> [WORKING DATA]:
* start *
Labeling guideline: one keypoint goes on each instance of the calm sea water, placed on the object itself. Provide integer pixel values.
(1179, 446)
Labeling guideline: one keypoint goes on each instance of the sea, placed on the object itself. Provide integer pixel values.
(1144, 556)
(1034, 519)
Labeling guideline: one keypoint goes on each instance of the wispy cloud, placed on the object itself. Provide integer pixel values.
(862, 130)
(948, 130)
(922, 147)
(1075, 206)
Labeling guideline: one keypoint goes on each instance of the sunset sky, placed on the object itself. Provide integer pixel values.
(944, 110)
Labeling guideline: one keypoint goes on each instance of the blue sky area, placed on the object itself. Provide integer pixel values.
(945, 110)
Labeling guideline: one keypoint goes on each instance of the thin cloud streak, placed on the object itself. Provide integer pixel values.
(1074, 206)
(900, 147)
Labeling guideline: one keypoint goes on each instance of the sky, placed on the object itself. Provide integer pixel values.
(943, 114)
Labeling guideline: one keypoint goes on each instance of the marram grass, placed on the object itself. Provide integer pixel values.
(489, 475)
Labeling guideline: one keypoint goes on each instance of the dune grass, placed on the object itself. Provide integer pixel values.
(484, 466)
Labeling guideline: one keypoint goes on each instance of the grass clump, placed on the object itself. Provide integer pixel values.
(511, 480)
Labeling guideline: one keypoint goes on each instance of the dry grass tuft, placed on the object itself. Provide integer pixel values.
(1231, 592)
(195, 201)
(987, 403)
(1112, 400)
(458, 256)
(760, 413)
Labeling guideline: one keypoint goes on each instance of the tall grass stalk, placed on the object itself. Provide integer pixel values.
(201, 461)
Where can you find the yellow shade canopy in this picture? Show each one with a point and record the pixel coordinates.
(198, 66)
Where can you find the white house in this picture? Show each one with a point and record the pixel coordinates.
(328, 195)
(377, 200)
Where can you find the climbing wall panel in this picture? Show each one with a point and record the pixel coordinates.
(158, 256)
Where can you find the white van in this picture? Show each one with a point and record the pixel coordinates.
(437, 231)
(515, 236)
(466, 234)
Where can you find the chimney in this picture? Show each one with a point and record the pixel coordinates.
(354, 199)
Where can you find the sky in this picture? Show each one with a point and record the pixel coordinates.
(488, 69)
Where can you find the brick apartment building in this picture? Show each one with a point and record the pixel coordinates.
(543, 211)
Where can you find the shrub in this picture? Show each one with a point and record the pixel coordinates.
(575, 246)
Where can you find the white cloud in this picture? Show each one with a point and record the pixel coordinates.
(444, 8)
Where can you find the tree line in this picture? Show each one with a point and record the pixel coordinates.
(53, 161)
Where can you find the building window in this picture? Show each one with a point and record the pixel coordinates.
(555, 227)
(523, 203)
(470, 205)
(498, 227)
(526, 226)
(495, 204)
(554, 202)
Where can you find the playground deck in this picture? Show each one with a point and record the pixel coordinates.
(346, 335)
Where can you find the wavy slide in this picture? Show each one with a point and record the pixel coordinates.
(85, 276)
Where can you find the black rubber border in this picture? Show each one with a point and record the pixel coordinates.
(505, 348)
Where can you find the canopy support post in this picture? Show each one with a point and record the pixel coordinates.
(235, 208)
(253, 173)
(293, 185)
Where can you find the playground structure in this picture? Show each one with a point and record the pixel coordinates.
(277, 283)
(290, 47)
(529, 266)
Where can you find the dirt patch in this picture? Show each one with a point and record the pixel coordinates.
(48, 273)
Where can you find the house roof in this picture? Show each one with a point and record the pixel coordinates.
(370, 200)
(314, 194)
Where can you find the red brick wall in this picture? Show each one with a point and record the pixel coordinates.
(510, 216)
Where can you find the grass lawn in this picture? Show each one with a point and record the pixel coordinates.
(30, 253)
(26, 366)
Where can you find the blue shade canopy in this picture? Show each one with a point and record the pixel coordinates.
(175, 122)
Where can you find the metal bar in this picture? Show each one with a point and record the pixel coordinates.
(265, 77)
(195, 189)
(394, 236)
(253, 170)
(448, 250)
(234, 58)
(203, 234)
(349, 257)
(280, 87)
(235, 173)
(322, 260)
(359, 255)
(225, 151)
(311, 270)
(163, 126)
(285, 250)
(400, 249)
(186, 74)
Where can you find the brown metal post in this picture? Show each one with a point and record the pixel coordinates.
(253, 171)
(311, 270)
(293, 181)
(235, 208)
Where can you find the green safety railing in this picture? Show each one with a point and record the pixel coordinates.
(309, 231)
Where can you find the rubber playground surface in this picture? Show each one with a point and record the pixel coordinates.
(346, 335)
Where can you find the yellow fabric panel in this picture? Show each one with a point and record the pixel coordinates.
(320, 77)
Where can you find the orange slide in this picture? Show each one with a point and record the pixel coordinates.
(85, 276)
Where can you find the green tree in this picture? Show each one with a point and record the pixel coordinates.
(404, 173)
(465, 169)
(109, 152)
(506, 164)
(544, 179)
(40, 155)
* end *
From the records above, extract everything verbatim.

> [TASK RESPONSE]:
Labeling guideline: one keypoint goes on each instance of the calm sea water, placed on the object itself. Provide integer pixel values.
(1179, 446)
Labeling guideline: one keypoint goes on each instance of the sea, placed on the object itself. Provide integer pixel values.
(1144, 556)
(1034, 519)
Labeling guideline: one keypoint goes on each instance of the wispy cloud, placed on the object itself. Provide integer pixel values.
(862, 130)
(948, 130)
(922, 147)
(1075, 206)
Labeling guideline: one keypoint goes on each instance of the sunset sky, placed on the object itself. Provide integer pixel values.
(944, 110)
Labeling guideline: one keypoint goes on each instance of the blue sky area, placed on the object itself. Provide integer pixel values.
(945, 110)
Labeling guideline: one keypoint goes on each instance of the thin cloud streak, placed on the object itself. Provide integer pixel values.
(1074, 206)
(900, 147)
Labeling guideline: one keypoint goes on each instance of the sky, placed on the object itself. Provide integer pixel values.
(943, 114)
Labeling guideline: one keypoint goes on each instance of the marram grass, placed on the object itself. Provide integer pixel values.
(489, 475)
Labeling guideline: one keypoint goes on each instance of the dune grass, placed on the object itself. Provide integer pixel values.
(484, 466)
Labeling guideline: one keypoint goes on each instance of the grass clump, placed on the object itself. Provide integer pixel values.
(511, 480)
Labeling guideline: one keypoint goes on each instance of the dry grass tuft, placed on the object itself. Provide integer pixel values.
(1231, 592)
(195, 201)
(987, 403)
(1112, 400)
(458, 256)
(760, 413)
Labeling guideline: one keypoint goes on each instance of the tall grass stalk, placed on the object itself. Provide integer pixel values.
(201, 461)
Where can you find the yellow shade canopy in this picture? Show each one with a point and record the pixel coordinates.
(198, 66)
Where can you find the white house in this picture? Show each one with a point and record the pixel coordinates.
(328, 195)
(377, 200)
Where can you find the climbing wall panel in this picture? Show each one with a point and record the pixel coordinates.
(158, 256)
Where can you find the white van in this picture? Show each one with a point and record the pixel coordinates.
(437, 231)
(515, 236)
(466, 234)
Where can you find the chimney in this picture? Show each one with a point and record the pixel coordinates.
(354, 199)
Where can you find the sky in this picture? Show each one with a point and record the pixel coordinates.
(488, 69)
Where can you find the brick apartment building in this picture? Show each one with a point and record the pixel coordinates.
(543, 211)
Where can you find the shrub in this picture? Show each one with a point and record the pixel coordinates.
(575, 246)
Where can you find the white cloud in this picture? Show each one with a point and record the pixel coordinates.
(444, 8)
Where can you find the tree line in this picture? Show each one with a point and record the pixel coordinates.
(53, 161)
Where can you find the building window in this picture? Show each one with a point and record the pixel coordinates.
(555, 227)
(523, 203)
(470, 205)
(498, 227)
(526, 226)
(495, 204)
(554, 202)
Where can you find the playground deck in this picture? Show each one with a point and record the pixel coordinates.
(346, 335)
Where can you find the wavy slide in this picture? Show each one with a point and record the pixel coordinates.
(85, 276)
Where can you find the black rubber border in this picture? Show each one with a point and record the pixel coordinates.
(505, 348)
Where can you find the canopy support post in this picture? Show each one with a point and record the pixel coordinates.
(235, 208)
(253, 173)
(293, 185)
Where can you find the playground structure in this picture? Show each one with a point and record the pixel coordinates.
(277, 283)
(290, 47)
(529, 266)
Where can you find the dirt patch in this picture? Show each one with a point and record the pixel coordinates.
(48, 273)
Where can you find the house roof in this picture? Show each one with a point and record the pixel coordinates.
(370, 200)
(314, 194)
Where can you find the red brick wall in this picture? Show each one with a point and record the pixel coordinates.
(510, 216)
Where can you find the grass lawn in this picture? Show each one with a point and record the pixel coordinates.
(30, 253)
(26, 366)
Where can you find the blue shade canopy in this picture? Show each one with a point and record the pixel coordinates.
(175, 122)
Where can you find the metal bar in this picture? Show each one with a point and record the pixel coordinates.
(265, 77)
(195, 189)
(394, 236)
(253, 170)
(448, 250)
(234, 58)
(203, 234)
(349, 257)
(280, 87)
(235, 173)
(322, 260)
(359, 255)
(225, 151)
(311, 270)
(163, 126)
(285, 250)
(400, 249)
(186, 74)
Where can you find the brown metal post in this picture? Show each one with a point and record the pixel coordinates.
(253, 171)
(311, 270)
(293, 181)
(235, 208)
Where can you find the green safety railing in this picture? Show each one with a point and record the pixel coordinates.
(309, 231)
Where can you find the rubber playground surface in this picture? Show each one with a point and record the pixel coordinates.
(346, 335)
Where can you find the yellow fabric panel in this picture? Show each one with a point and record the pixel coordinates.
(320, 77)
Where can you find the orange slide in this picture? Show each one with a point and record the pixel coordinates.
(85, 276)
Where can you find the green tree in this picture? Show each one with a point and record the pixel coordinates.
(404, 173)
(465, 169)
(109, 152)
(506, 164)
(544, 179)
(40, 155)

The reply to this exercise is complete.